STATED GOAL 1: Translate this sentence from the cpuset patch below into Spanish: "Configured masks can be changed by writing cpuset.cpus and cpuset.mems only."
STATED GOAL 2: According to the cpuset patch below, how many insertions and deletions does it make to kernel/cpuset.c?
STATED GOAL 3: Write the next lines of the cpuset patch below, starting right after its last line.

TEXT TO READ:
Now we've used effective cpumasks to enforce hierarchical manner,
we can use cs->{cpus,mems}_allowed as configured masks.

Configured masks can be changed by writing cpuset.cpus and cpuset.mems
only. The new behaviors are:

- They won't be changed by hotplug anymore.
- They won't be limited by its parent's masks.

This ia a behavior change, but won't take effect unless mount with
sane_behavior.

v2:
- Add comments to explain the differences between configured masks and
effective masks.

Signed-off-by: Li Zefan <lizefan@huawei.com>
---
 kernel/cpuset.c | 51 ++++++++++++++++++++++++++++++++++++++++-----------
 1 file changed, 40 insertions(+), 11 deletions(-)

diff --git a/kernel/cpuset.c b/kernel/cpuset.c
index 040ec59..e47115e 100644
--- a/kernel/cpuset.c
+++ b/kernel/cpuset.c
@@ -82,6 +82,26 @@ struct cpuset {
 
 	unsigned long flags;		/* "unsigned long" so bitops work */
 
+	/*
+	 * If sane_behavior is set:
+	 *
+	 * The user-configured masks can only be changed by writing to
+	 * cpuset.cpus and cpuset.mems, and won't be limited by the
+	 * parent masks.
+	 *
+	 * The effective masks is the real masks that apply to the tasks
+	 * in the cpuset. They may be changed if the configured masks are
+	 * changed or hotplug happens.
+	 *
+	 * effective_mask == configured_mask & parent's effective_mask,
+	 * and if it ends up empty, it will inherit the parent's mask.
+	 *
+	 *
+	 * If sane_behavior is not set:
+	 *
+	 * The user-configured masks are always the same with effective masks.
+	 */
+
 	/* user-configured CPUs and Memory Nodes allow to tasks */
 	cpumask_var_t cpus_allowed;
 	nodemask_t mems_allowed;
@@ -455,9 +475,13 @@ static int validate_change(struct cpuset *cur, struct cpuset *trial)
 
 	par = parent_cs(cur);
 
-	/* We must be a subset of our parent cpuset */
+	/*
+	 * We must be a subset of our parent cpuset, unless sane_behavior
+	 * flag is set.
+	 */
 	ret = -EACCES;
-	if (!is_cpuset_subset(trial, par))
+	if (!cgroup_sane_behavior(cur->css.cgroup) &&
+	    !is_cpuset_subset(trial, par))
 		goto out;
 
 	/*
@@ -779,7 +803,7 @@ static void rebuild_sched_domains_locked(void)
 	 * passing doms with offlined cpu to partition_sched_domains().
 	 * Anyways, hotplug work item will rebuild sched domains.
 	 */
-	if (!cpumask_equal(top_cpuset.cpus_allowed, cpu_active_mask))
+	if (!cpumask_equal(top_cpuset.effective_cpus, cpu_active_mask))

RECORD EXCERPTS:
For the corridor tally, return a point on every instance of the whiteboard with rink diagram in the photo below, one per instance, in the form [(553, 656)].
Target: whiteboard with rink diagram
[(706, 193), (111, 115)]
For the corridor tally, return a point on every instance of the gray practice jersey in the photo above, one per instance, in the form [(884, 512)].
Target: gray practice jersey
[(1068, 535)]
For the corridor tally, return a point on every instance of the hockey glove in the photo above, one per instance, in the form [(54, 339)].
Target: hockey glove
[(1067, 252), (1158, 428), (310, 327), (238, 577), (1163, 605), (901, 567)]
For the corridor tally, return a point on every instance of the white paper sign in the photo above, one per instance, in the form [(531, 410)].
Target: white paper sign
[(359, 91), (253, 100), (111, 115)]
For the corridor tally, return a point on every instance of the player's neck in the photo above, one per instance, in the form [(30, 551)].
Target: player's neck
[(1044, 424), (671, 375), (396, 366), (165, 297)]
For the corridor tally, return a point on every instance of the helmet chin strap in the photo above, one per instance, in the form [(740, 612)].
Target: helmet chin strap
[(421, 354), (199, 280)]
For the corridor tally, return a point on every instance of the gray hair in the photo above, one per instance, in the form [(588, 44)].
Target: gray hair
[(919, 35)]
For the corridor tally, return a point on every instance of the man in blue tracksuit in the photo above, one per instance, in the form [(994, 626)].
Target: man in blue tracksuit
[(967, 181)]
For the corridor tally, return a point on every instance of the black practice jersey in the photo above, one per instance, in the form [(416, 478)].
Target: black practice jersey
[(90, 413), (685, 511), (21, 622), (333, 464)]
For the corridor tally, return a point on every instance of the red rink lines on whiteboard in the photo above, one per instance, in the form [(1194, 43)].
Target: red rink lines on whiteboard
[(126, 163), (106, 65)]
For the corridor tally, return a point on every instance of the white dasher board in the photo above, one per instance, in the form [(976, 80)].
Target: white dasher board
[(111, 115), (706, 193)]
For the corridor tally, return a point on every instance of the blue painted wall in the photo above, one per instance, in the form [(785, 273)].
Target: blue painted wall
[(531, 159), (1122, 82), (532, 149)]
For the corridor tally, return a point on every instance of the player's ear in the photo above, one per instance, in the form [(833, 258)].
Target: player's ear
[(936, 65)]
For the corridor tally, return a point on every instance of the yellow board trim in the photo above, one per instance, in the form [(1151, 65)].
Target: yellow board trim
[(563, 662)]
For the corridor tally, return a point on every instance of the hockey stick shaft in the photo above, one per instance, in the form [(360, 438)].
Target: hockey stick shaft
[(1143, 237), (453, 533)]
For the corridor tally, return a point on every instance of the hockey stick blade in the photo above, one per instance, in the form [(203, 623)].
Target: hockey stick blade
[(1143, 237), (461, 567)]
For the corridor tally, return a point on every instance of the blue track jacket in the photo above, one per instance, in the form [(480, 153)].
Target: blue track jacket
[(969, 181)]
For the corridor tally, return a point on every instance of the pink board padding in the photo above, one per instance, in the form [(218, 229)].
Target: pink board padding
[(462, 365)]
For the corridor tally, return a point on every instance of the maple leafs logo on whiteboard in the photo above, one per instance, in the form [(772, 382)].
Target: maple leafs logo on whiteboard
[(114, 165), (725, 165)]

RESULT 1: Las máscaras configuradas solo pueden cambiarse escribiendo en cpuset.cpus y cpuset.mems.

RESULT 2: 40 insertions and 11 deletions.

RESULT 3:
 		goto out;
 
 	/* Generate domain masks and attrs */
@@ -2191,11 +2215,12 @@ retry:
 		goto retry;
 	}
 
-	cpumask_andnot(&off_cpus, cs->cpus_allowed, top_cpuset.cpus_allowed);
-	nodes_andnot(off_mems, cs->mems_allowed, top_cpuset.mems_allowed);
+	cpumask_andnot(&off_cpus, cs->effective_cpus, top_cpuset.effective_cpus);
+	nodes_andnot(off_mems, cs->effective_mems, top_cpuset.effective_mems);
 
 	mutex_lock(&callback_mutex);
-	cpumask_andnot(cs->cpus_allowed, cs->cpus_allowed, &off_cpus);
+	if (!sane)
+		cpumask_andnot(cs->cpus_allowed, cs->cpus_allowed, &off_cpus);
 
 	/* Inherit the effective mask of the parent, if it becomes empty. */
 	cpumask_andnot(cs->effective_cpus, cs->effective_cpus, &off_cpus);
@@ -2214,7 +2239,8 @@ retry:
 		update_tasks_cpumask(cs, NULL);
 
 	mutex_lock(&callback_mutex);
-	nodes_andnot(cs->mems_allowed, cs->mems_allowed, off_mems);
+	if (!sane)
+		nodes_andnot(cs->mems_allowed, cs->mems_allowed, off_mems);
 
 	/* Inherit the effective mask of the parent, if it becomes empty */
 	nodes_andnot(cs->effective_mems, cs->effective_mems, off_mems);
@@ -2269,6 +2295,7 @@ static void cpuset_hotplug_workfn(struct work_struct *work)
 	static cpumask_t new_cpus;
 	static nodemask_t new_mems;
 	bool cpus_updated, mems_updated;
+	bool sane = cgroup_sane_behavior(top_cpuset.css.cgroup);
 
 	mutex_lock(&cpuset_mutex);
 
@@ -2276,13 +2303,14 @@ static void cpuset_hotplug_workfn(struct work_struct *work)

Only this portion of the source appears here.